Интересную оценку Я. Д. Фризеру дал С. И. Равикович, бывший нередко его главным оппонентом по вопросам еврейской общественной жизни:
На общем фоне дальневосточного, оторванного от больших мировых центров еврейства, Я. Д. представлял собою очень интересную фигуру, являлся своеобразным самородком и стоял головой выше многих из его коллег по торгово-промышленной и финансовой деятельности. <…> Сионизму Я. Д. сочувствовал еще в Иркутске, но попав в харбинскую сионистскую среду, окончательно примкнул к сионистской организации [Равикович 1933: 20–21].
О смерти Фризера написали и американские еврейские газеты, поскольку он идеально вписывался в американский миф о человеке, добившемся финансового успеха за счет собственных талантов и вместе с тем находившем время для многогранной общественной деятельности, добавив к его биографии тот малоизвестный для харбинской общественности факт, что им был создан фонд для покупки земель в Палестине, объединявший в основном выходцев из Восточной Сибири [Litai 1933: 53–54; The Detroit Jewish Chronicle 1933: 5]. На 18-м сионистском съезде была почтена память Я. Д. Фризера как выдающегося общественного деятеля, члена сионистской организации и бывшего председателя Комитета еврейского национального фонда (Керен Гаясод) [Памяти Я. Д. Фризера 1933: 23]. Но самое лиричное поминовение Я. Д. Фризера оставил один из его немногих харбинских друзей, бессменный секретарь еврейской общины А. Изгур:
Как в своей личной, так и общественной работе Я. Д. Фризер всегда проявлял одну замечательную черту характера почти всех сибирских евреев: прямоту, искренность и абсолютную честность. Свои взгляды он всегда высказывал открыто, не оставляя ничего недоговоренного или такого, что могло быть различно истолковано. <…> Не желание ли остаться в нашей памяти таким, каким мы его знали всю жизнь – сильным, прямым, честным, благородным и достойным человеком и евреем – не это ли желание привело его к столь трагическому концу? [Изгур 1933: 23].

[Записи набора данных]
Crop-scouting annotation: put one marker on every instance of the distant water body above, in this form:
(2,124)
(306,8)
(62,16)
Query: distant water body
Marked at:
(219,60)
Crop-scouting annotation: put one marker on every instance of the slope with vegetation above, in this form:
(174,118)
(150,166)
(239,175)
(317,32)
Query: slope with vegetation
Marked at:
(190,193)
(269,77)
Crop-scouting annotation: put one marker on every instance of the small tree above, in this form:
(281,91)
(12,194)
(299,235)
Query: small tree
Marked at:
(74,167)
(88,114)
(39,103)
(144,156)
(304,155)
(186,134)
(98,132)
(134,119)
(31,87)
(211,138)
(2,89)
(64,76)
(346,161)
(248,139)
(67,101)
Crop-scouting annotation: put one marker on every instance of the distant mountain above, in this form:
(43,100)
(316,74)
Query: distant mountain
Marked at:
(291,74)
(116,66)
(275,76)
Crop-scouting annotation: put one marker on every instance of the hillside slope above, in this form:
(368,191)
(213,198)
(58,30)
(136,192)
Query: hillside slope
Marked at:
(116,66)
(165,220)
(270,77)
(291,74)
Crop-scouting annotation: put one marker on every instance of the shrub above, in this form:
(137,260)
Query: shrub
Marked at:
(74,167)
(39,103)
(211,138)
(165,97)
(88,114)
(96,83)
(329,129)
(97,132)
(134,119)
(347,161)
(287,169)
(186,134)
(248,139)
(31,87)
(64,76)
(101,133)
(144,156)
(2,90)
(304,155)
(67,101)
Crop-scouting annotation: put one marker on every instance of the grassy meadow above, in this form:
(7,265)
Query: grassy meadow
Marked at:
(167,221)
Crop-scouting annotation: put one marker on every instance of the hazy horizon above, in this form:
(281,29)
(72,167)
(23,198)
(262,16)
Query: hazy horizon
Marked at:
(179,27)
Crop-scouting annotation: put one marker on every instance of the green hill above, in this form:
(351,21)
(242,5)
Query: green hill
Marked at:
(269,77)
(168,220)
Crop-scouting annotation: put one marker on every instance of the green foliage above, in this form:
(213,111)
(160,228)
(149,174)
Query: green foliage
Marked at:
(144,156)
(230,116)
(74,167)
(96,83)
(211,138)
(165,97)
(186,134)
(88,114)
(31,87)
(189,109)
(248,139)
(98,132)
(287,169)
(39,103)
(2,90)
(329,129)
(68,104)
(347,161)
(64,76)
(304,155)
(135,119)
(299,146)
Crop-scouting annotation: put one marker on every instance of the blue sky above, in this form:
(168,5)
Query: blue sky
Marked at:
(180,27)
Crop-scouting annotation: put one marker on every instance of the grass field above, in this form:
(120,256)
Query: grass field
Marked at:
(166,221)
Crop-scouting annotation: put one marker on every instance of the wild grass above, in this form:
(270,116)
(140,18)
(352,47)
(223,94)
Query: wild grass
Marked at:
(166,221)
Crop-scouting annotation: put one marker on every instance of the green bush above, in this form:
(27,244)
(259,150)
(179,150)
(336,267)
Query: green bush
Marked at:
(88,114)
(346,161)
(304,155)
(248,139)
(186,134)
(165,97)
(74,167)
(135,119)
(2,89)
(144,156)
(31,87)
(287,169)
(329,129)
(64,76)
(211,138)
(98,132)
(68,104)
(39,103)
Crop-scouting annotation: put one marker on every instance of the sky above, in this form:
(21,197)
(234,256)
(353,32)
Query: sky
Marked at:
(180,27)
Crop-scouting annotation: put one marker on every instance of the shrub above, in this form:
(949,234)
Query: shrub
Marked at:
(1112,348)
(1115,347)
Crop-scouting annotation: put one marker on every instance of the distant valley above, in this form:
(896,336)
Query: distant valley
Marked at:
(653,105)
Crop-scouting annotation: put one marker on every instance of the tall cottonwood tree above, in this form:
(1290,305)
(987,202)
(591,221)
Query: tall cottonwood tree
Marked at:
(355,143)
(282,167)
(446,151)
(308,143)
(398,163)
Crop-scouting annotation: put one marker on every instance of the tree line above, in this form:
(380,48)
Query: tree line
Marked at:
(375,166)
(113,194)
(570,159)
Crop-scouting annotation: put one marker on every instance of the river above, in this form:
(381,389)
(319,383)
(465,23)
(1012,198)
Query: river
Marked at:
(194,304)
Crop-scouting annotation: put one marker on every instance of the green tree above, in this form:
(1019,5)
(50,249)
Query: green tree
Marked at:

- [ЗАДАНИЕ] Дословно перепечатайте часть текста о Я. Д. Фризере: начните со слов «Интересную оценку Я.» и остановитесь после слов «[Равикович 1933: 20–21].». Данные получены из другого источника.

- [ПОЛЕ ОТВЕТА]
Интересную оценку Я. Д. Фризеру дал С. И. Равикович, бывший нередко его главным оппонентом по вопросам еврейской общественной жизни:
На общем фоне дальневосточного, оторванного от больших мировых центров еврейства, Я. Д. представлял собою очень интересную фигуру, являлся своеобразным самородком и стоял головой выше многих из его коллег по торгово-промышленной и финансовой деятельности. <…> Сионизму Я. Д. сочувствовал еще в Иркутске, но попав в харбинскую сионистскую среду, окончательно примкнул к сионистской организации [Равикович 1933: 20–21].